§ **Extract provided**
-*-*-
This process is called **fine-tuning**.

In [None]:
# We create a model from a pretrained point
from torchvision import models

model = models.resnet18(pretrained=True)

# We can see the blocks in our model like this
print(model)

In [None]:
# We can see the number of parameters of our model like this
print(f"There are {sum([p.numel() for p in model.parameters()]):.2g} parameters in the model used.")

In [None]:
# Bonus: You can also make your own model architecture!
# Uncomment and execute the cell below to see a simple CNN appear
import torch.nn as nn

class Net(nn.Module):
    def __init__(self, in_channels, num_classes):
        super(Net, self).__init__()
        # create layers here
        # self.l1 = ...
-*-*-
§ **Challenge**
List every line in the fine-tuning code that begins with the # comment symbol. The records that come next are separate material and have no connection to the fine-tuning code.
-*-*-
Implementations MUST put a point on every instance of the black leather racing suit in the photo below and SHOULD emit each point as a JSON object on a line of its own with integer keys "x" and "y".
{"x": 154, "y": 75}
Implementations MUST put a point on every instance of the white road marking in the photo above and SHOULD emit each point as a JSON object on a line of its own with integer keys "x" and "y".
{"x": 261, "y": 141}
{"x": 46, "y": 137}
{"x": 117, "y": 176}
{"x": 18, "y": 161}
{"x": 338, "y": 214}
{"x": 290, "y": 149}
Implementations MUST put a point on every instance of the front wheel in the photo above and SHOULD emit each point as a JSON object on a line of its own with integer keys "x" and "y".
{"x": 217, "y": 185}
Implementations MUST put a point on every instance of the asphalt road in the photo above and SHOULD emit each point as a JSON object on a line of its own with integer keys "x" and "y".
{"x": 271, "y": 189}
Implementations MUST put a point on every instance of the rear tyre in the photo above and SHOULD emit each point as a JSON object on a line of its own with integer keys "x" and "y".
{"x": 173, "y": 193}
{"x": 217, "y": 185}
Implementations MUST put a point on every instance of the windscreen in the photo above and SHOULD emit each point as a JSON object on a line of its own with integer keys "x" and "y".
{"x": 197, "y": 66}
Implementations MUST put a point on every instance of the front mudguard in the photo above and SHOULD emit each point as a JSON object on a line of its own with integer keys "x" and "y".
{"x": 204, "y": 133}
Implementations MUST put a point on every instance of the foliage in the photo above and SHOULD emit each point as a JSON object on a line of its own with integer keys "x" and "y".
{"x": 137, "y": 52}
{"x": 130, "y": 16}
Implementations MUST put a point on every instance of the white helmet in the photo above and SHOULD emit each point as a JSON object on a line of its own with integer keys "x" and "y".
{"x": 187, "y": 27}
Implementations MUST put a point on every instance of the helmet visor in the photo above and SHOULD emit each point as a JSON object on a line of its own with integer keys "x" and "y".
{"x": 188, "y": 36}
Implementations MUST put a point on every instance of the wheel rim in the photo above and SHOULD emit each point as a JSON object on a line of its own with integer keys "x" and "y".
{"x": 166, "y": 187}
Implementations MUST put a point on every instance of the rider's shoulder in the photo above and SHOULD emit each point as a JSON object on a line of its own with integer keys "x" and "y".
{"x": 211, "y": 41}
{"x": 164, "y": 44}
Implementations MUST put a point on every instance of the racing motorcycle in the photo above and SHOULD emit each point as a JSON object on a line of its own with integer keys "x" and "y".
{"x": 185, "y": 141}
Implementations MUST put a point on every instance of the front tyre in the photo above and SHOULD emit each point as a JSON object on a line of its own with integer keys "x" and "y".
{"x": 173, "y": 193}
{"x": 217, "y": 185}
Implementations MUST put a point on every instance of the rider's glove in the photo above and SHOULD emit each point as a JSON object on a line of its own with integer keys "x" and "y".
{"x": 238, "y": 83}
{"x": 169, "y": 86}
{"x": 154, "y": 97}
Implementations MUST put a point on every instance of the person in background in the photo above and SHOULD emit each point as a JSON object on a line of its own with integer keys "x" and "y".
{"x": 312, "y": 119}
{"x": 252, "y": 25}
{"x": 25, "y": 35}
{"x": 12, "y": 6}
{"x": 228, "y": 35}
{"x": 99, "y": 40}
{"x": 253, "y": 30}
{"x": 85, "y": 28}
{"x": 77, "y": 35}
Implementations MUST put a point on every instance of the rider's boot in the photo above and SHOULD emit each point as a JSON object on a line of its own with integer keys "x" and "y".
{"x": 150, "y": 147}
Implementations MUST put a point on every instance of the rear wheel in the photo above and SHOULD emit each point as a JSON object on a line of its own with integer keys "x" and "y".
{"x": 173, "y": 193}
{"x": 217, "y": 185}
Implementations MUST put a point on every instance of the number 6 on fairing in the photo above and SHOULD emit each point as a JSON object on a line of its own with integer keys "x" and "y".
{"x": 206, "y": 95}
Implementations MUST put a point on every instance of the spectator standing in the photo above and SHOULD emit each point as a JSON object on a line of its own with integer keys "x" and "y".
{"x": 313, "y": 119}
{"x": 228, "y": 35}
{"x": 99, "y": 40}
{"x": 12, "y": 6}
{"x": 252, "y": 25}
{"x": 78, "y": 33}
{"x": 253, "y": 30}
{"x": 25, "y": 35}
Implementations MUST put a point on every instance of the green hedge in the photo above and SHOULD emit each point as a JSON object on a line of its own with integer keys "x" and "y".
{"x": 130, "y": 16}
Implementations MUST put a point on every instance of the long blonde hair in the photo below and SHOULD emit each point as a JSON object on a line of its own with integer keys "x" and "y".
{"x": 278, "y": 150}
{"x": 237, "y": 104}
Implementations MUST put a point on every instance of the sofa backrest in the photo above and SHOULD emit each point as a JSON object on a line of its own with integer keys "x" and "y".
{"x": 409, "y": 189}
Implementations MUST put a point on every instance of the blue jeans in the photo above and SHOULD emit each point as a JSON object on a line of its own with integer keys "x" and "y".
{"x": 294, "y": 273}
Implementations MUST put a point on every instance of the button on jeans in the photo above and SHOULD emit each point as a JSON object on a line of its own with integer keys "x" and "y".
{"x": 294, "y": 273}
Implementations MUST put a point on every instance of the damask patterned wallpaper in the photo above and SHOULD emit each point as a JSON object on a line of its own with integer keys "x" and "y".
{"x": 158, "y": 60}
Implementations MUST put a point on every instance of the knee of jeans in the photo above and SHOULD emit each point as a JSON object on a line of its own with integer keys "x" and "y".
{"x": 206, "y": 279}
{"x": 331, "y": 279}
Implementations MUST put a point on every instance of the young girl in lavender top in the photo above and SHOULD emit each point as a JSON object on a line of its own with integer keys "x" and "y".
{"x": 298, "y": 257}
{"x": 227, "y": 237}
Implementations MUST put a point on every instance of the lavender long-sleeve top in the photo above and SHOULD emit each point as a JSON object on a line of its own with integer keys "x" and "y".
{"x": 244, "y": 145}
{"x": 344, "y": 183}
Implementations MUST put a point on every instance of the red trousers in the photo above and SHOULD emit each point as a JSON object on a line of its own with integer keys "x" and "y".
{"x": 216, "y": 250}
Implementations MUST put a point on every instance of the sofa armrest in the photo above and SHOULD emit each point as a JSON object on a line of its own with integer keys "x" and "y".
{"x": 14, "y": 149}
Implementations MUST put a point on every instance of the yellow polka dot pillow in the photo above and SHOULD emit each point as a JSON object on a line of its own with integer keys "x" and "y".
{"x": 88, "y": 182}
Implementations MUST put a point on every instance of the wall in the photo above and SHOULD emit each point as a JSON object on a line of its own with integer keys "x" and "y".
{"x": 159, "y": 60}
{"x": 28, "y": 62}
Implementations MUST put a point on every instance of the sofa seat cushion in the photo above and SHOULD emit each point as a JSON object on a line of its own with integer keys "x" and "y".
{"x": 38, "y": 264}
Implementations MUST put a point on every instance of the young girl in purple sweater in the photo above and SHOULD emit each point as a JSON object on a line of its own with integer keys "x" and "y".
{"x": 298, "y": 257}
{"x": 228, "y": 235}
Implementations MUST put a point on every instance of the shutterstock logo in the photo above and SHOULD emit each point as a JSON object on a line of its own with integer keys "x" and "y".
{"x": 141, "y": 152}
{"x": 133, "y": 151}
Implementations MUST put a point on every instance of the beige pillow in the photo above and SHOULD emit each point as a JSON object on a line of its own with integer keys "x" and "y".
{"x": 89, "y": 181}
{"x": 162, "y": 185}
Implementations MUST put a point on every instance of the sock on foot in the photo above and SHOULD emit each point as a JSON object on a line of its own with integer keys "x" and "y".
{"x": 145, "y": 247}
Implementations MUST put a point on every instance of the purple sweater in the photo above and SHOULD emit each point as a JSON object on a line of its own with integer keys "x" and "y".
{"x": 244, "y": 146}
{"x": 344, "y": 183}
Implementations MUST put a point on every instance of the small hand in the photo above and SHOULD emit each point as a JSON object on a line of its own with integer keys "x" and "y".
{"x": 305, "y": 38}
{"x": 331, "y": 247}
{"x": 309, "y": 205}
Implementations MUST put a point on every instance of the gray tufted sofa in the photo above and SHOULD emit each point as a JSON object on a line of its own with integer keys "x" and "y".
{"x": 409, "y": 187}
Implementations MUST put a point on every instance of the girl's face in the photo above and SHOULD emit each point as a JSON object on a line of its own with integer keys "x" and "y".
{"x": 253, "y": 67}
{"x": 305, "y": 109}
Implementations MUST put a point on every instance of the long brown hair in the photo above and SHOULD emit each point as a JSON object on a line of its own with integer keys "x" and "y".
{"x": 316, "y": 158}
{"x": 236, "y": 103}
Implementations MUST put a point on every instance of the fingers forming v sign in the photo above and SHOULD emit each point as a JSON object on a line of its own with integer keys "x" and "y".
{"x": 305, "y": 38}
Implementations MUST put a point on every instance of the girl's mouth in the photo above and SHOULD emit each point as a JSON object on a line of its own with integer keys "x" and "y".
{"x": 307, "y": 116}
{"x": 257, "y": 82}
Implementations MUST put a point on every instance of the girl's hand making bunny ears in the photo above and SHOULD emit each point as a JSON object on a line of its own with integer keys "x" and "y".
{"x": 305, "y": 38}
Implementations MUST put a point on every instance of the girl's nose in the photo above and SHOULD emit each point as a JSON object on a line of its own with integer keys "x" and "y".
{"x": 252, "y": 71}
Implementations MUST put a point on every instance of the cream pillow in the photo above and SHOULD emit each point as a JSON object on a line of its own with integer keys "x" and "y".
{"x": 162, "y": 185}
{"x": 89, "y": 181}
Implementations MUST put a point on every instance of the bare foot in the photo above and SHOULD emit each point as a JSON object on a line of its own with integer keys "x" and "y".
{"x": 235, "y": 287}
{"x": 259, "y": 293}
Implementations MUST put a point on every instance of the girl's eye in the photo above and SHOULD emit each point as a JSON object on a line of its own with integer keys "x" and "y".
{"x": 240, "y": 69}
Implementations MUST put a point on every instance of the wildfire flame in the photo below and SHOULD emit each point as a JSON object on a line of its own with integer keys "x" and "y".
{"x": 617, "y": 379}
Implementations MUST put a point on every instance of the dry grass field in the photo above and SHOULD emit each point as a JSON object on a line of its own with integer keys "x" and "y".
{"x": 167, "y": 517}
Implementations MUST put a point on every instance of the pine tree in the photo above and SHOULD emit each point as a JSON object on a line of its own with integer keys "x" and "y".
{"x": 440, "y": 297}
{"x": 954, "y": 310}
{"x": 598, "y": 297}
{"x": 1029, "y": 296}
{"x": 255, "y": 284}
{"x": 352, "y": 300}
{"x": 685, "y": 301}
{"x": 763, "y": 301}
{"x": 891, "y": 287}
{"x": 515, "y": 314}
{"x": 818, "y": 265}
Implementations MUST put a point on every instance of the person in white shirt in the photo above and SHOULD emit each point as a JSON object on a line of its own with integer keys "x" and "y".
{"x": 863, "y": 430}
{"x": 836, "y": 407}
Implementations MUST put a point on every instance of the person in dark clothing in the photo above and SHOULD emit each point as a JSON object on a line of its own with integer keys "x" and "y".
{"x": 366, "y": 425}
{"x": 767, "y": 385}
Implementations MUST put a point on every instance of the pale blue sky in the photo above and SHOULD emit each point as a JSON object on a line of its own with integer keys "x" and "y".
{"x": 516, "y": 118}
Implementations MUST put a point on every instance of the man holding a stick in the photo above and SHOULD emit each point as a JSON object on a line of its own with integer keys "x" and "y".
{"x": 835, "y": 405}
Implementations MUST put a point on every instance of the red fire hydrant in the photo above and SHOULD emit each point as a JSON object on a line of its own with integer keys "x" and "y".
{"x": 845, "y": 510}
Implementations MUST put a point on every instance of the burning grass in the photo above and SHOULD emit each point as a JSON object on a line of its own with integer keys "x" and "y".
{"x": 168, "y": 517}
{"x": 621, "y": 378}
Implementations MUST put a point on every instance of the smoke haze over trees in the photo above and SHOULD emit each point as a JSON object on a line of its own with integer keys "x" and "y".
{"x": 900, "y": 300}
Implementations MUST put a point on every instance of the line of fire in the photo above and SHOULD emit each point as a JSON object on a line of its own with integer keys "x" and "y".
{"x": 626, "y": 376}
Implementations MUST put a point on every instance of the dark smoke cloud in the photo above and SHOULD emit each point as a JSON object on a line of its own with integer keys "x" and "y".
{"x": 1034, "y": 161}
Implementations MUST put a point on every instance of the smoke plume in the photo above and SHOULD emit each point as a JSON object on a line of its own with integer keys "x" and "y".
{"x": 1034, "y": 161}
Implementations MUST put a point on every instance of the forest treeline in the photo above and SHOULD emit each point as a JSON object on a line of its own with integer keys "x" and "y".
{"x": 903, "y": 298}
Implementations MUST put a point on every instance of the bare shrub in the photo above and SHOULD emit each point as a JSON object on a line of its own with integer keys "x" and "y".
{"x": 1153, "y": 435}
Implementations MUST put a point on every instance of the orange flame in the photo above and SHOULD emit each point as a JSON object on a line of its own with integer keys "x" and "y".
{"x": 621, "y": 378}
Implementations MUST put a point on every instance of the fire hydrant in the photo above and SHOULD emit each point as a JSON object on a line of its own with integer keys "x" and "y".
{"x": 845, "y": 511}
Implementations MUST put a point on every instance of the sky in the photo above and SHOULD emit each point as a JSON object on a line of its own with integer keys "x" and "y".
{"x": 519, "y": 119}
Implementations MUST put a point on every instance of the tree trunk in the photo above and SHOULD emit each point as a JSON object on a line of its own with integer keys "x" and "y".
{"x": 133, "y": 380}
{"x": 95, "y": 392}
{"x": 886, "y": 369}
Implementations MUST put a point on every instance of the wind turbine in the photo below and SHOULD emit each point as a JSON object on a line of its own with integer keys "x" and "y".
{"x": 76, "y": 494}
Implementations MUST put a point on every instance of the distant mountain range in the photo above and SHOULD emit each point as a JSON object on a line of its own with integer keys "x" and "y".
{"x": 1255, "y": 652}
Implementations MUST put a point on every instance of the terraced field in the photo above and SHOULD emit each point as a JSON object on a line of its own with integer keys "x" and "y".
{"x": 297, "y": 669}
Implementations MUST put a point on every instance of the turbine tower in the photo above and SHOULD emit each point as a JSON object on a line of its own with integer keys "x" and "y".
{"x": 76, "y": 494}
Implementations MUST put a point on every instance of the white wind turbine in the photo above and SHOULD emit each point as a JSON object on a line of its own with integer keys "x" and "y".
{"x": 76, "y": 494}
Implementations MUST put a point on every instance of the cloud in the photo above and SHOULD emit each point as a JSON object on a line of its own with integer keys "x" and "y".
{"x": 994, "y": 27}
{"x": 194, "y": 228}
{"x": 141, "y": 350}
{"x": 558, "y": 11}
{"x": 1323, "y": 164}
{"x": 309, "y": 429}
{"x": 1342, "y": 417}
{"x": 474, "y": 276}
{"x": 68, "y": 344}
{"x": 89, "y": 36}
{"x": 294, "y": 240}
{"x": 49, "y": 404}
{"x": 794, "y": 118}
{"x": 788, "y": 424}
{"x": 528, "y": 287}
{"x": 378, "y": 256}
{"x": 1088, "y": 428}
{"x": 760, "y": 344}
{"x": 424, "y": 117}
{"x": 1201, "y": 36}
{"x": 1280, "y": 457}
-*-*-
§ **Correct output**
# We create a model from a pretrained point
# We can see the blocks in our model like this
# We can see the number of parameters of our model like this
# Bonus: You can also make your own model architecture!
# Uncomment and execute the cell below to see a simple CNN appear
# create layers here
# self.l1 = ...